GIVEN PASSAGE -
⁂

A report by the House of Representatives' Office of Congressional Ethics says that there is "substantial reason" to beleive that Representative Chris Collins violated federal law with his actions related to an Australian biotech firm.
WASHINGTON — The House Ethics Committee said Thursday it was extending its review of Republican Rep. Chris Collins of New York, whose stock market trades prompted an advocacy group to request an investigation for possible violation of insider trading or conflict of interest.
Collins, who has denied any wrongdoing, was the largest shareholder of Australia's Innate Immunotherapeutics Limited and sat on the company's board of directors. Advocacy groups had said Collins, R-Clarence, sponsored legislation that could potentially benefit the company.
As part of its extension, the Ethics Committee also released the findings of the independent Office of Congressional Ethics. The OCE had referred the Collins case to the committee in July. Its 29-page report was made public for the first time.
The OCE reviewed three allegations:
— Collins may have shared material, nonpublic information about Innate Immunotherapeutics in the purchase of the company's stock.

⁂

RECORDS SUPPLIED -
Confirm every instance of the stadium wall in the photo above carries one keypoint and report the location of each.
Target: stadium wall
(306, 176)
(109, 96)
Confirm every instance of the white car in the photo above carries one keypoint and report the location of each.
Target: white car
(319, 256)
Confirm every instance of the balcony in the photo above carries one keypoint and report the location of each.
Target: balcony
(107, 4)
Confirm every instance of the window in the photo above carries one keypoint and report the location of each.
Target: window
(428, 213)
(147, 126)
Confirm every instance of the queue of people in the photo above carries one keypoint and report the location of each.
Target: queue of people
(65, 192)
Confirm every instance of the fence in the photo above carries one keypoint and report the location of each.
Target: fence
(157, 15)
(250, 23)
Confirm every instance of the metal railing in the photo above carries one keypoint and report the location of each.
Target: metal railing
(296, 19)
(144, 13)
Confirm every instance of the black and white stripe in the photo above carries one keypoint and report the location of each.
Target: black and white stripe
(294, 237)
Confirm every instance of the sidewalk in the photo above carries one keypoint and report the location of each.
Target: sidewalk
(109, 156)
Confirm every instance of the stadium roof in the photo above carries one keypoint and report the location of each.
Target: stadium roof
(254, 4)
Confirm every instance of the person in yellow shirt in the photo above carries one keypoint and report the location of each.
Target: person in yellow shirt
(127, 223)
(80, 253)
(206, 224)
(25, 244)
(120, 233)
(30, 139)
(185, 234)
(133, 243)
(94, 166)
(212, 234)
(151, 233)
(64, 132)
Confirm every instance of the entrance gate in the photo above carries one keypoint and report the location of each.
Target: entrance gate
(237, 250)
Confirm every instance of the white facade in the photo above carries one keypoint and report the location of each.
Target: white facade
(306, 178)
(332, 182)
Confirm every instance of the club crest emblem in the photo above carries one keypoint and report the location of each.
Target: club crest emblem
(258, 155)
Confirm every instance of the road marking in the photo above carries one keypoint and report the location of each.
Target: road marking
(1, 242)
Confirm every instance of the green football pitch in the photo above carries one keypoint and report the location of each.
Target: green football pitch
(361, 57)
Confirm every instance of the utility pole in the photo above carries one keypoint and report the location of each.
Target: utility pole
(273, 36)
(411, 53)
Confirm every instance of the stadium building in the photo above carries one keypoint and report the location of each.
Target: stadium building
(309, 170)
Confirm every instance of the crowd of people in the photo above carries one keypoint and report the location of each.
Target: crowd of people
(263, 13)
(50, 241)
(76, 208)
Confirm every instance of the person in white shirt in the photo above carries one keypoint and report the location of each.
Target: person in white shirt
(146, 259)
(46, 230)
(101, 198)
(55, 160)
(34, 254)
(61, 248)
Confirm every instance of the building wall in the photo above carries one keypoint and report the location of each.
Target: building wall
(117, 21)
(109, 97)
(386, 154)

⁂

GIVEN TASK 1 -
Name every place that the article on the Chris Collins ethics review mentions, counting each place once.
GIVEN TASK 2 -
Recast the part of the listing that opens with the line containing "Confirm every instance of the road" and runs through the end of the listing as a JSON list of strings, one string per line, with blank lines left out.
The article and the listing are unrelated pieces of material.

CORRECT RESULT 1 -
- Washington
- New York
- Australia
- Clarence

CORRECT RESULT 2 -
[
  "Confirm every instance of the road marking in the photo above carries one keypoint and report the location of each.",
  "Target: road marking",
  "(1, 242)",
  "Confirm every instance of the green football pitch in the photo above carries one keypoint and report the location of each.",
  "Target: green football pitch",
  "(361, 57)",
  "Confirm every instance of the utility pole in the photo above carries one keypoint and report the location of each.",
  "Target: utility pole",
  "(273, 36)",
  "(411, 53)",
  "Confirm every instance of the stadium building in the photo above carries one keypoint and report the location of each.",
  "Target: stadium building",
  "(309, 170)",
  "Confirm every instance of the crowd of people in the photo above carries one keypoint and report the location of each.",
  "Target: crowd of people",
  "(263, 13)",
  "(50, 241)",
  "(76, 208)",
  "Confirm every instance of the person in white shirt in the photo above carries one keypoint and report the location of each.",
  "Target: person in white shirt",
  "(146, 259)",
  "(46, 230)",
  "(101, 198)",
  "(55, 160)",
  "(34, 254)",
  "(61, 248)",
  "Confirm every instance of the building wall in the photo above carries one keypoint and report the location of each.",
  "Target: building wall",
  "(117, 21)",
  "(109, 97)",
  "(386, 154)"
]